---------- Excerpt provided ----------

Kifri (کفري; کفری; Kifri) is the central town of Kifri District in Diyala Governorate, Kurdistan Region, Iraq. It has a mixed population of Arabs, Kurds and Turkmen.

== History ==
Kifri was known to have oil as early as the 1820s. James Buckingham visited Kifri in the 1820s. He described the town as clean and moderately large, estimating its population at 3,000. Buckingham also described the town as having furnished bazaars with excellent fruit, especially melons and grapes. Kifri had a cookshop selling kebabs, roast meat and sausages, and one coffee-house.

Kifri, which was also known as Salahiye during the Ottoman era, was part of the Ottoman Empire until the United Kingdom captured the town in April 1918 during the Mesopotamian campaign. During the capture, 565 Ottoman prisoners and one mountain gun were captured. The local Kurds were supportive of the British and were described as very hostile to the Ottomans. Britain briefly lost control over the town for two days during the revolt of 1920 to the local tribes. Captain G. H. Salmon was killed during the tribal takeover.

The locals of Kifri did not support the Mahmud Barzanji revolts causing Mahmud Barzanji not to push for the inclusion of the town into his jurisdiction. In 1921, the town was included in the plans of Winston Churchill in creating an independent Kurdistan which would work as a bulwark against Turkey.

Under the British Mandate of Iraq, the Turkoman language was an official language in Kifri under Article 5 of the Language Act of 1930, due to the town's significant Turkmen population.

British data stated that Kurds constituted 67% and 60% of the population in the town in 1924 and 1931, respectively, while the remaining population was Arab and Turkmen. However, the town was not included in the 1931 British-Iraqi 'Local Languages Law' initiative which would have made Kurdish an official language in the town for arbitrary reasons. 70% of the population was Kurdish in the Iraqi census of 1947.

Iraq's first two Turkmen schools were opened on November 17, 1993, one in Erbil and the other in Kifri.

=== Iraqi-Kurdish conflict ===
While it was previously part of Kirkuk Governorate, it was attached to Diyala Governorate in 1976 as part of the Arabization efforts by Iraq.

The town was quickly captured by Kurdish rebels (Peshmerga) in March 1991 during an uprising that began that month. In October 1991, heavy fighting took place between Iraqi forces and Peshmerga after the former had started shelling the town indiscriminately, prompting about 1,000 Kurds to flee toward Sulaymaniyah. Iraqi forces would ultimately fail at recapturing the town and Kifri would be included in the autonomous Kurdistan Region when established in May 1992, despite being part of Diyala Governorate.

---------- Recorded information ----------

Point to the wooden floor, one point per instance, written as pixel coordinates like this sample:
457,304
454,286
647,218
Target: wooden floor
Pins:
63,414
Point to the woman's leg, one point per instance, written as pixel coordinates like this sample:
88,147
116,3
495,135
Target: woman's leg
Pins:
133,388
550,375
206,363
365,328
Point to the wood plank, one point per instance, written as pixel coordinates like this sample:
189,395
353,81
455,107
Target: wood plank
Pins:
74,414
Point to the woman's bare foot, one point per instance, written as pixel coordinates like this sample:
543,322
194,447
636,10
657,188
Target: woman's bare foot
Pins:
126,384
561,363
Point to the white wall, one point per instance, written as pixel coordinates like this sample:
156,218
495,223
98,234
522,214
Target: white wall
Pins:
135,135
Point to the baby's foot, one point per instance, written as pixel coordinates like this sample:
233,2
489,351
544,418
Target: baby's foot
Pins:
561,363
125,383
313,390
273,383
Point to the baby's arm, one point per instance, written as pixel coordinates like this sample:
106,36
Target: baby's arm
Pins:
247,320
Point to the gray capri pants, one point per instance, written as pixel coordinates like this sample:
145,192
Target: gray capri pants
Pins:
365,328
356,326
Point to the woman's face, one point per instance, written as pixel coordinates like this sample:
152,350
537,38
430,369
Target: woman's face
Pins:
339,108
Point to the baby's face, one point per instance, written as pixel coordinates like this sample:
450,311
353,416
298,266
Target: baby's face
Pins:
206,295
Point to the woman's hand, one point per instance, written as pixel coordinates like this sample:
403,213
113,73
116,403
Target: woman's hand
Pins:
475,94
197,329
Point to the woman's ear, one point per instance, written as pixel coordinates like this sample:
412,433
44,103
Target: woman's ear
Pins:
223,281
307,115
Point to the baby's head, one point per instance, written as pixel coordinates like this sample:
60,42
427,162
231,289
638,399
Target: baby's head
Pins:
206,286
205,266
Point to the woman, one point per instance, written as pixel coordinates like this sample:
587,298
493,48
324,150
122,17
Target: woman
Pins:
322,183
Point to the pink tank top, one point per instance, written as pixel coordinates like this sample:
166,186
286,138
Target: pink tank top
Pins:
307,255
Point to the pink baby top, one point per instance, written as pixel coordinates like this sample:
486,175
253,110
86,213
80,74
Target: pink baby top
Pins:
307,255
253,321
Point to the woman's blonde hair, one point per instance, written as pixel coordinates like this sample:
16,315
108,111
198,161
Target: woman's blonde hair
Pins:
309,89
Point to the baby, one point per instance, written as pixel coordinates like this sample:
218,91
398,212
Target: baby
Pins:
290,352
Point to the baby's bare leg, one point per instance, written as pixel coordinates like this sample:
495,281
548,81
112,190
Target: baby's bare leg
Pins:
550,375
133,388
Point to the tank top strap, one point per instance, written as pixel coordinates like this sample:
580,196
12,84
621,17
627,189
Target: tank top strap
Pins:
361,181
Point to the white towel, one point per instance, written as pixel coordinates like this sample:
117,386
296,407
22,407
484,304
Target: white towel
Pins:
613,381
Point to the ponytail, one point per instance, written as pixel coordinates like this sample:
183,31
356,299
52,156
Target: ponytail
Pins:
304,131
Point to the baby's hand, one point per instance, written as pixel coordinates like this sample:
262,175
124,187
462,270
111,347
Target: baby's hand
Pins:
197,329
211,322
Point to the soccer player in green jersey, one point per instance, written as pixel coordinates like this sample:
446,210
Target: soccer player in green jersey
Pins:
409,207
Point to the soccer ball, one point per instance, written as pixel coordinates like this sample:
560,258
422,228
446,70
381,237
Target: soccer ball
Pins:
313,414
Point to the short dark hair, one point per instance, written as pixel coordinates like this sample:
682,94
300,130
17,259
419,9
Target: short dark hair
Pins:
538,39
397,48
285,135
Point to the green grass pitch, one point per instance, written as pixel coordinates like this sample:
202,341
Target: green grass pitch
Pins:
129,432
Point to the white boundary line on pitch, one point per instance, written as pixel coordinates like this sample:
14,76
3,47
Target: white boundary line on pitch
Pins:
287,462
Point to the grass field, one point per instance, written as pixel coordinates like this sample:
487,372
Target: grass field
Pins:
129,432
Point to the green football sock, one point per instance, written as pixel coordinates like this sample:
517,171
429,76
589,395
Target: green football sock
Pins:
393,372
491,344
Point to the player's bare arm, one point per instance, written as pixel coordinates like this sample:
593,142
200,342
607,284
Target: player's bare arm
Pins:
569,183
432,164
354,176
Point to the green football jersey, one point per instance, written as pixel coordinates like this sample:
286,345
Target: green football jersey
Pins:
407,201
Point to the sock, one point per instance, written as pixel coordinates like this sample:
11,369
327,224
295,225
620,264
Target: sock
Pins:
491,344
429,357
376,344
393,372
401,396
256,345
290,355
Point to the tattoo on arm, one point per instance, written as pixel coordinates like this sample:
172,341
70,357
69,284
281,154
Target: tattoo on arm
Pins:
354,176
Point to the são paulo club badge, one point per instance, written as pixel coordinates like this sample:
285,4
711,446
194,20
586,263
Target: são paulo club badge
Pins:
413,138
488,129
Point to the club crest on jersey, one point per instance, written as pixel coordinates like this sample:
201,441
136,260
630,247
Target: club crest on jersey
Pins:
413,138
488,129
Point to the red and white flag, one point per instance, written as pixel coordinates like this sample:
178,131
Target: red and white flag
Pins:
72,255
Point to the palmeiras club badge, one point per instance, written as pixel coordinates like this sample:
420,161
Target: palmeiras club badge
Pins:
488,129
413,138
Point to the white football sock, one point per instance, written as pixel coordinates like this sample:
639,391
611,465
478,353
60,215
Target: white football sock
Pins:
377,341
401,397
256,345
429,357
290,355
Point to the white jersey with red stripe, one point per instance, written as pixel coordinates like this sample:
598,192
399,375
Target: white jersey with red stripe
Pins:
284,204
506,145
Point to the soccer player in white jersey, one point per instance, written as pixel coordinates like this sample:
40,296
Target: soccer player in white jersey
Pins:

----------

Aim 1.
According to the Kifri history, when did the United Kingdom capture the town?
Aim 2.
Resume the Kifri history from the point where it stops.

Expected output 1.
April 1918

Expected output 2.
The town experienced deadly clashes between the Patriotic Union of Kurdistan and the Kurdistan Islamic Movement in December 1993 which quickly spread to other towns in the region. 18 KIM members were killed on 28 December only.

Despite being the southernmost point of the autonomous region, the town remained calm for over a decade until April 2003 when the US military shelled the outskirts of the town during the US-led invasion of Iraq, forcing the Iraqi Army to retreat southward. In April 2005, a mass grave from the Anfal genocide was discovered in the town. In September 2005, residents of Kifri demanded to be reincorporated into Kirkuk Governorate to reverse the Arabization policy of 1976.

In July 2020, Iraqi and Kurdish forces agreed to jointly run the area south of the town despite recurring tensions.

== Jewish community ==

A Jewish community existed in Kifri for decades until the exodus to Israel in the 1950s. While the Jewish population in Kifri was only six in 1826, it grew to 15 households in 1845 with one synagogue located in the town. The number of Jews was 30 households in 1859 and 50 people in 1884. The population grew steadily by the turn of the century to 300 people in 1906, 540 in 1924 and 722 in 1931.

== Eski Kifri ==
Eski Kifri (lit. ‘Old Kifri’ in Turkish) is a large and extensive site situated some eight kilometers south-west of Kifri. In the 19th century, Claudius Rich found artefacts at the site dating to the Sasanian and Middle Assyrian periods, including a fortified complex, jar and vessel.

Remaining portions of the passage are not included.